▸ **Parts of the exercise**
a - List every newspaper named in the Hallandale Beach text below.
b - According to the Hallandale Beach text below, why are El Sentinel and El Nuevo Herald named together with the South Florida-Sun Sentinel and The Miami Herald?

== Document extract ==

Hallandale Beach is a part of the Miami-Fort Lauderdale-Hollywood media market, which is the 12th-largest radio market and the 17th-largest television market in the United States. Its primary daily newspapers are the South Florida-Sun Sentinel and The Miami Herald, and their Spanish-language counterparts El Sentinel and El Nuevo Herald. The Broward-Palm Beach New Times, an alternative weekly, is widely available around the city. Hallandale Beach has its own newspaper, the South Florida Sun-Times, which is published weekly.

==Public transportation==
Hallandale Beach is served by several bus routes operated by Broward County Transit.

A free community minibus service, operated by the city of Hallandale Beach, also operates on four routes within the city limits and neighboring areas of Hollywood and Aventura.

==Notable people==
- Iris Acker (1930–2018), arts advocate, actress (Flight of the Navigator), dancer, and television host
- Stewart H. Appleby (1890–1964), represented from 1925 to 1927.
- Morris Childs (1902–1991), double agent for the F.B.I. against the Soviet Union.
- Davin Joseph (1983–), former NFL player for the Tampa Bay Buccaneers and St. Louis Rams
- Meyer Lansky (1902–1983), Jewish gangster; financial wizard of the National Crime Syndicate
- Anthony Provenzano (1917–1988), Italian-American mobster featured in the movie The Irishman
- Mike ter Maat (1961-), former 2024 vice presidential candidate for the Libertarian Party.

===
== Extracted information ==

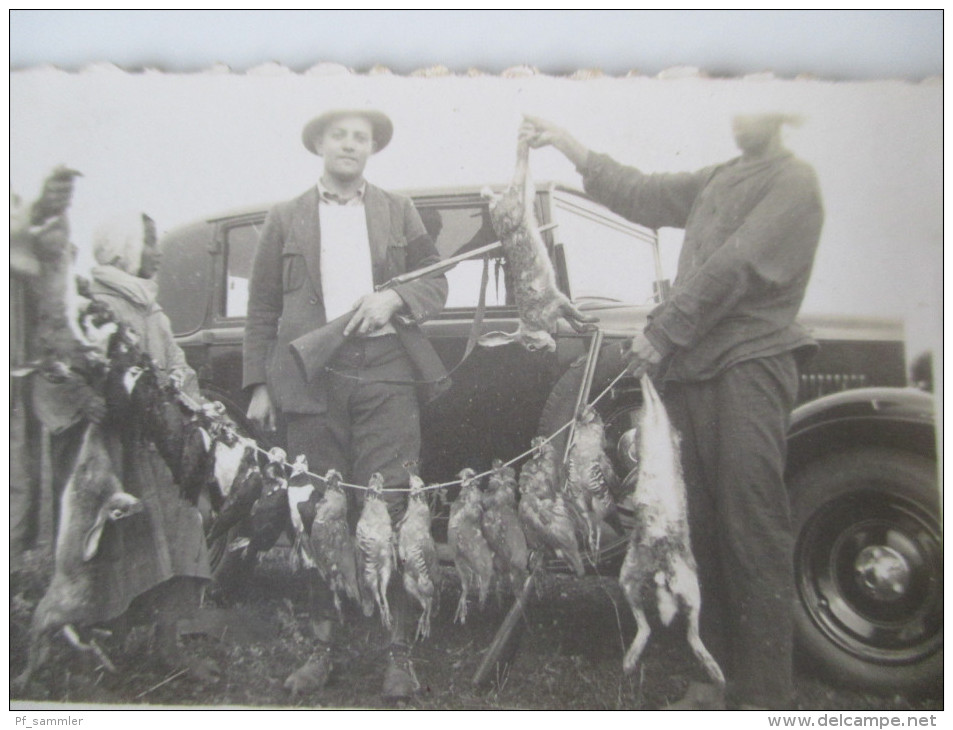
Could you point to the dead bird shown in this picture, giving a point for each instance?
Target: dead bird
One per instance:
(471, 553)
(659, 570)
(269, 514)
(538, 298)
(375, 542)
(591, 481)
(544, 513)
(331, 545)
(501, 526)
(418, 553)
(245, 487)
(302, 500)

===

▸ **Responses by item number**
a -
- South Florida-Sun Sentinel
- The Miami Herald
- El Sentinel
- El Nuevo Herald
- Broward-Palm Beach New Times
- South Florida Sun-Times

b - They are the Spanish-language counterparts of the South Florida-Sun Sentinel and The Miami Herald, the city's primary daily newspapers.